- Text
Yan Shun is a fictional character in Water Margin, one of the Four Great Classical Novels of Chinese literature. Nicknamed "Multicoloured Tiger", he ranks 50th among the 108 Stars of Destiny and 14th among the 72 Earthly Fiends.

Background
Yan Shun, who is nicknamed "Multicoloured Tiger", has reddish brown hair, a yellowish beard, round eyes, long arms, and a wide waist. He fights well, especially with sabre. Initially a trader from Laizhou (萊州; around present-day Yantai, Shandong), he forms a bandit gang at Mount Qingfeng (清風山; in present-day Qingzhou, Shandong). He is subsequently assisted by Wang Ying and Zheng Tianshou.

Meeting Song Jiang
When Song Jiang, on the run from the law after killing his mistress Yan Poxi, is going to Qingfeng Fort (清風寨; near Mount Qingfeng) to take shelter under his friend Hua Rong, he comes by Mount Qingfeng and is captured in a trap by the bandits. They intend to kill him and use his heart to make soup. Just as he is about to be sliced up, Song sighs loudly, "Am I, Song Jiang, destined to die just like this?" Surprised to hear the name of a person he admires for chivalry, Yan Shun interrupts in time to inquire. After confirming Song's identity, the three bandit chiefs quickly free him, apologise to him and treat him as an honoured guest.

- Goal
Continue the passage on Yan Shun from its last sentence, adding the next part of his story.

- Source data
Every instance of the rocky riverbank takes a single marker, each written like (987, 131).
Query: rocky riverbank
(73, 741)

- Written response
As they drink, Wang Ying, who desires pretty women, goes to intercept a group crossing Mount Qingfeng that consists of a sedan chair, which apparently carries a female. Finding the woman attractive, Wang wants to rape her. When the woman says she is the wife of Liu Gao, the governor of Qingfeng Fort, Song Jiang feels obliged to persuade Wang to let her go as Liu is the colleague of Hua Rong, the fort's garrison commandant. Yan Shun agrees with him and pressures Wang to comply. Wang reluctantly agrees.

Joining Liangshan
On the Lantern Festival night, Song Jiang, who is then living in Hua Rong's house, goes outdoor to enjoy the celebrations. Liu Gao's wife spots him and lies to her husband that Song has abducted her at Mount Qingfeng and tried to rape her. Believing his wife, Liu orders Song arrested. After Hua Rong saved Song by force, Liu seeks help from Murong Yanda, the governor of Qingzhou, which oversees Qingfeng Fort. Huang Xin, who is sent to handle the matter, lures Hua to a feast and captures him. Meanwhile, Liu has seized Song again as he tried to sneak to Mount Qingfeng.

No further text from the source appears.